START MATERIAL FOR THIS TASK

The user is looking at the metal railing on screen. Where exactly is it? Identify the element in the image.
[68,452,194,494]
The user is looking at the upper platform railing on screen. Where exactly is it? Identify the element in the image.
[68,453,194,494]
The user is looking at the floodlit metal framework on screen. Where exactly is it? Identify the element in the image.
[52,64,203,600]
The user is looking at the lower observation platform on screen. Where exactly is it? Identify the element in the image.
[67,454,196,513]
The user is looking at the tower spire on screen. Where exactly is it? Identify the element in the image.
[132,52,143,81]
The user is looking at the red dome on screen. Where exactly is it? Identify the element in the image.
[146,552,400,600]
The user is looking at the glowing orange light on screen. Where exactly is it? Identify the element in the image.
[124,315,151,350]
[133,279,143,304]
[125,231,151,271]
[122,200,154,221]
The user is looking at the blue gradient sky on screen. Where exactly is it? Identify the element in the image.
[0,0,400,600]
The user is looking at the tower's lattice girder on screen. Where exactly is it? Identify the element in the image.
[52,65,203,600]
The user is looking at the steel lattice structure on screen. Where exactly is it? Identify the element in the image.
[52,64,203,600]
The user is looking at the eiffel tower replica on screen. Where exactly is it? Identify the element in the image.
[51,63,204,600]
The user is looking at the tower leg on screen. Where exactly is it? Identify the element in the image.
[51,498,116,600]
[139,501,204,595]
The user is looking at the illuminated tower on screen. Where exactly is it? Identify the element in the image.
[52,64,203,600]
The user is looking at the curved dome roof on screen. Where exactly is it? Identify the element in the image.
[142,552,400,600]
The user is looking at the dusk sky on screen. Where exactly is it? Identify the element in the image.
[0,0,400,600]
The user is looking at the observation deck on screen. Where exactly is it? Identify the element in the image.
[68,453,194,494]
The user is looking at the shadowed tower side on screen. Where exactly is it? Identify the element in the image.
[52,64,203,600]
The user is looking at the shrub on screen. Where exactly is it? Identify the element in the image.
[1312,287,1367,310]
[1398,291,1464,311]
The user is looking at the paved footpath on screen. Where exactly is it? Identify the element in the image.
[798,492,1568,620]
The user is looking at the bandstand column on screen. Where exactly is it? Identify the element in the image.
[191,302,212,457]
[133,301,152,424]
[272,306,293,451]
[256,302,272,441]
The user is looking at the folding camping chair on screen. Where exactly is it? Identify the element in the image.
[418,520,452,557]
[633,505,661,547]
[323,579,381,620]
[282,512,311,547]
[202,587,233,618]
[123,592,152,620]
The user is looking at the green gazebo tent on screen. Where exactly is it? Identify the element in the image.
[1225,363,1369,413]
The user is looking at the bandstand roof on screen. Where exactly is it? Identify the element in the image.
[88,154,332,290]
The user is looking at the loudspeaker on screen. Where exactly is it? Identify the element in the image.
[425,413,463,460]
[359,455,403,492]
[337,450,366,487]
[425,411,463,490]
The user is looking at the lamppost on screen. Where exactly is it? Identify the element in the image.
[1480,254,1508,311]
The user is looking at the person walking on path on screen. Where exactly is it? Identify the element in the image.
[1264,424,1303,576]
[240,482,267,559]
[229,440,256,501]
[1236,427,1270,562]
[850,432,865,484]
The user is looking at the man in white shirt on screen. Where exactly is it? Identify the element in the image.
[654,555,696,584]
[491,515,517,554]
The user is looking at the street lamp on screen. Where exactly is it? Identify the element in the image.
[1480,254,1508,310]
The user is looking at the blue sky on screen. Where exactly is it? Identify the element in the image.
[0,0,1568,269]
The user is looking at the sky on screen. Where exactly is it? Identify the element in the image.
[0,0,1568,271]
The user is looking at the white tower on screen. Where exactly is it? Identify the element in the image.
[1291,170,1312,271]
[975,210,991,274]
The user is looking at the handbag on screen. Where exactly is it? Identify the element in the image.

END MATERIAL FOR THIS TASK

### EXERCISE
Reproduce word for word the records from the line that contains "The user is looking at the sky" through the end of the records.

### WRITTEN SOLUTION
The user is looking at the sky on screen. Where exactly is it? Identify the element in the image.
[0,0,1568,271]
The user is looking at the white tower on screen. Where exactly is it? Identify the element in the image.
[1291,170,1312,271]
[975,210,991,274]
The user is looking at the handbag on screen. Where exactly is it? Identify the element in the image.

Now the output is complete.